» The task
Identify each line in the records that contains the word "instance", and copy all of those lines in full.

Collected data
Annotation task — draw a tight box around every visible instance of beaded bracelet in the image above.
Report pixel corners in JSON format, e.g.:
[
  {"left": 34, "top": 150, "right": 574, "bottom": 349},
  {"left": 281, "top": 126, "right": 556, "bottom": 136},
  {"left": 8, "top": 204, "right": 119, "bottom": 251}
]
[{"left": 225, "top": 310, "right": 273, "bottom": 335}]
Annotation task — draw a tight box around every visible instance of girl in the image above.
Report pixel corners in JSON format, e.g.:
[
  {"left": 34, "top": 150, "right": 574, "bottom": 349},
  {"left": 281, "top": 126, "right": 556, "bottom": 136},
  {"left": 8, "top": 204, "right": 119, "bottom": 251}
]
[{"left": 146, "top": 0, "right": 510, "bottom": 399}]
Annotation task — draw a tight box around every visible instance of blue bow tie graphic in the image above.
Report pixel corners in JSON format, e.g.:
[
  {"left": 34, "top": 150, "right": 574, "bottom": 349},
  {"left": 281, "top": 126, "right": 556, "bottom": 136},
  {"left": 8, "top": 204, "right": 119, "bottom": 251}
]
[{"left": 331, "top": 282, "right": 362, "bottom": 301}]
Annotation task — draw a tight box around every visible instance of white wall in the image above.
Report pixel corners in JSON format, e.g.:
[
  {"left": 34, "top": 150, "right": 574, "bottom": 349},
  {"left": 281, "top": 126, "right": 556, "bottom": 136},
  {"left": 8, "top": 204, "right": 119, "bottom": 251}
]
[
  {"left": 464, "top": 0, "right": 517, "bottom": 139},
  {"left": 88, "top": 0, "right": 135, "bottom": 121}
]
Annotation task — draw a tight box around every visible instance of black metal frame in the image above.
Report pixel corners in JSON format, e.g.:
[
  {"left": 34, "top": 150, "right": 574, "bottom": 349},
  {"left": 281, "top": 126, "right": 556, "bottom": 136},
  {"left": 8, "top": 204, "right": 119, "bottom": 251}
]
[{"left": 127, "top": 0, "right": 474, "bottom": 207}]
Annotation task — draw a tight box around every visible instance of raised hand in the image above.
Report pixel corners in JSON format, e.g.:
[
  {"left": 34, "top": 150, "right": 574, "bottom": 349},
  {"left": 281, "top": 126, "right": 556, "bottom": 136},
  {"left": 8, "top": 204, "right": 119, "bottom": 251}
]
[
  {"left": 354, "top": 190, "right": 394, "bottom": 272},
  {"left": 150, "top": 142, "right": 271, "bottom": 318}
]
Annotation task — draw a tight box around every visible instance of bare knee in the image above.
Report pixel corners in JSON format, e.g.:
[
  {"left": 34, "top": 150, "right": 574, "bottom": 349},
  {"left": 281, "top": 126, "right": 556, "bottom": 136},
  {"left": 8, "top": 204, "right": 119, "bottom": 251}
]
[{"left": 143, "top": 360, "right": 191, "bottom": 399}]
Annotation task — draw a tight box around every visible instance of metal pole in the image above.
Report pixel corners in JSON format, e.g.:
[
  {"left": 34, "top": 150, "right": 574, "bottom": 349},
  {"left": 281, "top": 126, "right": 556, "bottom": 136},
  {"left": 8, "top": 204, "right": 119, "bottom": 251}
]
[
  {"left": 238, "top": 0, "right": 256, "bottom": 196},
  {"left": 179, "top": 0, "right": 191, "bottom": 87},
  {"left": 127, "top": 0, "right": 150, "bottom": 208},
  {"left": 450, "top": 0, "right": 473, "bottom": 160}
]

* * *

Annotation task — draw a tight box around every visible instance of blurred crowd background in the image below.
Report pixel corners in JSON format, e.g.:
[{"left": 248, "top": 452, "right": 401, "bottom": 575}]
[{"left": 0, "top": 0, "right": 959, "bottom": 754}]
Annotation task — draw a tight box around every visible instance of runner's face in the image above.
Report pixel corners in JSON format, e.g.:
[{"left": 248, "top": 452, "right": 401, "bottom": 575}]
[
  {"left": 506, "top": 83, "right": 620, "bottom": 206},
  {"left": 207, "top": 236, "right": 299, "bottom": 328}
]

» Output for this exercise
Annotation task — draw a tight box around every visible instance of beaded bracelet in the image above.
Annotation task — draw a tight box around every visible instance of girl in the image above.
Annotation task — draw a tight box around every visible instance of blue bow tie graphic in the image above.
Annotation task — draw a tight box around every visible instance of white wall in the image above.
Annotation task — draw a tight box around every visible instance of black metal frame in the image above.
Annotation task — draw a tight box around every visible instance of raised hand in the image above.
Annotation task — draw a tight box around every visible instance of bare knee in the image above.
Annotation task — draw a tight box around every visible instance of metal pole in the image above.
Annotation task — draw a tight box around every visible instance of blurred crowd background in the image below.
Annotation task — draw a tight box around every visible instance of runner's face in the image above.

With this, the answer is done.